Task statement: Output the rows below verbatim, from the line with "Each instance of the tile" to the line with "x=202 y=233", both included.

Supplied records:
+++++

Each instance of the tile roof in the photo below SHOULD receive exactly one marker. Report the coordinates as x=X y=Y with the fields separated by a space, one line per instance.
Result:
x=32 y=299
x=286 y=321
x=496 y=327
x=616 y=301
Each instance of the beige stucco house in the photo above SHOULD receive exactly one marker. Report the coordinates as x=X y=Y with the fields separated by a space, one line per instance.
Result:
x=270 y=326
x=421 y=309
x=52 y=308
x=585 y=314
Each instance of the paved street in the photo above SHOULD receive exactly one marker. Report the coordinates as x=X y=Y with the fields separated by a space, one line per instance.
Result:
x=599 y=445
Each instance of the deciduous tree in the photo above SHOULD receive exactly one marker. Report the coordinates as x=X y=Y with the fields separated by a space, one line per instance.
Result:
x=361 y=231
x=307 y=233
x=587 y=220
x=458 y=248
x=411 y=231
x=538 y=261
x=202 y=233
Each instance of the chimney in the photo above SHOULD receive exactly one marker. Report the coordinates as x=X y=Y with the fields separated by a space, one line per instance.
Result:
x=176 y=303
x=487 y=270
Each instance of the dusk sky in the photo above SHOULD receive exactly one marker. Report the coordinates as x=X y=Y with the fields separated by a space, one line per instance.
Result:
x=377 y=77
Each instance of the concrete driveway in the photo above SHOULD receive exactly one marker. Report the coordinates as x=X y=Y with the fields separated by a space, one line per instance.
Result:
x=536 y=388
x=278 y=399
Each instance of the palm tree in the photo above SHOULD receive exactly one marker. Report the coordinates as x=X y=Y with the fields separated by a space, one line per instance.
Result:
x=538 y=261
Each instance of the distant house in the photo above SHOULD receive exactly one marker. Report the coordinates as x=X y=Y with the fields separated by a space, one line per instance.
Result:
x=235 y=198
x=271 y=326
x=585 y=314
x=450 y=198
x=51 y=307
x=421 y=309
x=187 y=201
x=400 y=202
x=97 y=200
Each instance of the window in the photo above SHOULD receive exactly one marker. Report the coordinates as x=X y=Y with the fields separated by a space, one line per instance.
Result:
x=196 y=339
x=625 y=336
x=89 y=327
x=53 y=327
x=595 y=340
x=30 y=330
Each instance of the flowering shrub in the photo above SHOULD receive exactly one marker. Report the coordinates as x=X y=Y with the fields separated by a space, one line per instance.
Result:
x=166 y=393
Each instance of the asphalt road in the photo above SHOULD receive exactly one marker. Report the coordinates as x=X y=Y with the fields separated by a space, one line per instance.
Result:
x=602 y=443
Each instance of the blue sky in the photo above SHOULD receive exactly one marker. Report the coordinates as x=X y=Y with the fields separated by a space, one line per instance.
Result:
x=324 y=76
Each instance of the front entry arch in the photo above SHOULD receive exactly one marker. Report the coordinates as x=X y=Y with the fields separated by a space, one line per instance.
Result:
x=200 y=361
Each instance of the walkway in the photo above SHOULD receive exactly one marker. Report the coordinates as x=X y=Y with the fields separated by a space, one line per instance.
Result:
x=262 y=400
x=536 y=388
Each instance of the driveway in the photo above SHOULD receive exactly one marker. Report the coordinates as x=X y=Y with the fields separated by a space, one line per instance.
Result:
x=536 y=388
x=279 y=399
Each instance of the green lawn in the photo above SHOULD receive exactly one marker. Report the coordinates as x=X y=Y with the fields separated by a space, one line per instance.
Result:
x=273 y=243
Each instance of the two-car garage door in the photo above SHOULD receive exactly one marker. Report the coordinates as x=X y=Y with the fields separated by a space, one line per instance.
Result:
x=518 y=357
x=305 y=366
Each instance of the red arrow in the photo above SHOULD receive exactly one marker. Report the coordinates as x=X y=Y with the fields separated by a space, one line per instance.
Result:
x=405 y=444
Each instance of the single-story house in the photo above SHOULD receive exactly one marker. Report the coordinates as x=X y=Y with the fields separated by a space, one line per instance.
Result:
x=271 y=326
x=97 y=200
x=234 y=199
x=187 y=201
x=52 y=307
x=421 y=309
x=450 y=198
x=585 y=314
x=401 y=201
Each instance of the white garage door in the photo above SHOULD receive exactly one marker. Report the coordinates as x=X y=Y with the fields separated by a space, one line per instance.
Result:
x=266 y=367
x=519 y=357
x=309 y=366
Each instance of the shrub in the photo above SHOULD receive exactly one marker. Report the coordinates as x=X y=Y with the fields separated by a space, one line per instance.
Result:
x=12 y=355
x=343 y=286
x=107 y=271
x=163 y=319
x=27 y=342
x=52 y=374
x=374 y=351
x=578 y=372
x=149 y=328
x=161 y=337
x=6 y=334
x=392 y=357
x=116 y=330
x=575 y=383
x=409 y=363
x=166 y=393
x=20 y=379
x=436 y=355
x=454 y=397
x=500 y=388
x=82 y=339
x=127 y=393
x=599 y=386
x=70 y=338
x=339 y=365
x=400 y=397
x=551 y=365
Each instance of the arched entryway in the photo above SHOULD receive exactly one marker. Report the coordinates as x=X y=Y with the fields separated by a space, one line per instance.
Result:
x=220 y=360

+++++

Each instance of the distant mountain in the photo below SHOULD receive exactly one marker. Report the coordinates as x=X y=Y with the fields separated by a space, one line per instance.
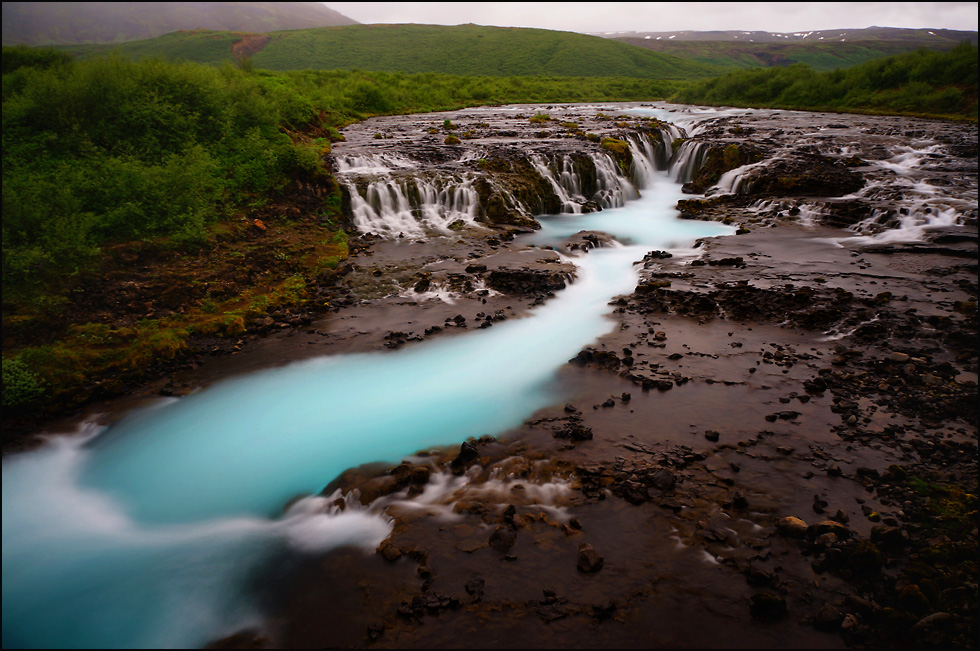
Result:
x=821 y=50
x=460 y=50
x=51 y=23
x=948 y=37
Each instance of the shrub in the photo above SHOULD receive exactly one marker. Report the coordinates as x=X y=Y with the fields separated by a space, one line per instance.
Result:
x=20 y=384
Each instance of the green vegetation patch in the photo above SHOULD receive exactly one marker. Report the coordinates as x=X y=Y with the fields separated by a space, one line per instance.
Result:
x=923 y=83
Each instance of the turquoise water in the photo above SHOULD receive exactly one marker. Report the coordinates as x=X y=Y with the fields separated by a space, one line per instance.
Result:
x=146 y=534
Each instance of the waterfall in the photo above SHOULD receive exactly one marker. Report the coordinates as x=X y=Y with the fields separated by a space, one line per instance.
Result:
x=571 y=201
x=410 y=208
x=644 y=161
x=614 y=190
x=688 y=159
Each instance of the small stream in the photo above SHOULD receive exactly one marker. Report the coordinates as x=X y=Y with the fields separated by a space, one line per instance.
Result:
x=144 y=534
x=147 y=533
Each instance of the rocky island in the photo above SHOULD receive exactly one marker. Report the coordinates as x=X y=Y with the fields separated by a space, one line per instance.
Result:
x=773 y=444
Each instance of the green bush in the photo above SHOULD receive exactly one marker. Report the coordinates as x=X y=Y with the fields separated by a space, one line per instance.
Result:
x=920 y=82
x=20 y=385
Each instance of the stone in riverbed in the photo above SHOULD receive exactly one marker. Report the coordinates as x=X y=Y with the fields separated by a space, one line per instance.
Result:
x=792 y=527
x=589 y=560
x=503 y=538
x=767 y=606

+++++

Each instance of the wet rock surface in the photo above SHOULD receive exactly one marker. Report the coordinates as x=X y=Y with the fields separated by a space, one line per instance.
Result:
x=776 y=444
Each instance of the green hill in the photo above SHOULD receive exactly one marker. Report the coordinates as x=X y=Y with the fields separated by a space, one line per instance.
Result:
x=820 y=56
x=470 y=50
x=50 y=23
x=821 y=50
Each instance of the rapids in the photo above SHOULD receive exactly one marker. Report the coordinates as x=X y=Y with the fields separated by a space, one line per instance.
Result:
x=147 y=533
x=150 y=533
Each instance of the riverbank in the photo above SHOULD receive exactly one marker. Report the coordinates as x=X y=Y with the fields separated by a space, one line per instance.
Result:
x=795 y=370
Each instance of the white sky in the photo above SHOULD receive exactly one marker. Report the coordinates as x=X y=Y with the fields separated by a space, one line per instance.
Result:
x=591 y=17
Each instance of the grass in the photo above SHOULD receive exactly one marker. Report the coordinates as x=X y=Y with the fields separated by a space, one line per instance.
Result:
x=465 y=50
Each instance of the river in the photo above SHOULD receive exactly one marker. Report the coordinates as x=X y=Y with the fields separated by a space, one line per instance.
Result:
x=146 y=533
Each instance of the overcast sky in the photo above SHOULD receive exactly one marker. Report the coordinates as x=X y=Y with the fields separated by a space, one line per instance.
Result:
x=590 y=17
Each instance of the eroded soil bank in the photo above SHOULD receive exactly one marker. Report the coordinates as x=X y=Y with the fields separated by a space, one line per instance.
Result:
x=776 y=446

+++++

Answer to the exercise:
Each instance of the tile roof in the photo below SHOULD receive exactly one marker. Report the coordinates as x=X y=Y with the fields separated by a space, one line per instance.
Result:
x=32 y=299
x=286 y=321
x=496 y=327
x=616 y=301
Each instance of the beige stucco house in the photo above SHOULD receive exactly one marker. Report the coordinates as x=X y=Y with the fields separated by a space, one line per instance.
Result:
x=270 y=326
x=421 y=309
x=52 y=308
x=585 y=314
Each instance of the paved street in the photo above SHOULD receive exactly one marker. Report the coordinates as x=X y=Y with the fields separated by a space, one line per instance.
Result:
x=599 y=445
Each instance of the deciduous tree in the photo above SHOULD receive exactly one marker. Report the coordinates as x=X y=Y with the fields separated by a space, one line per instance.
Result:
x=361 y=231
x=307 y=233
x=587 y=220
x=458 y=248
x=411 y=231
x=538 y=261
x=202 y=233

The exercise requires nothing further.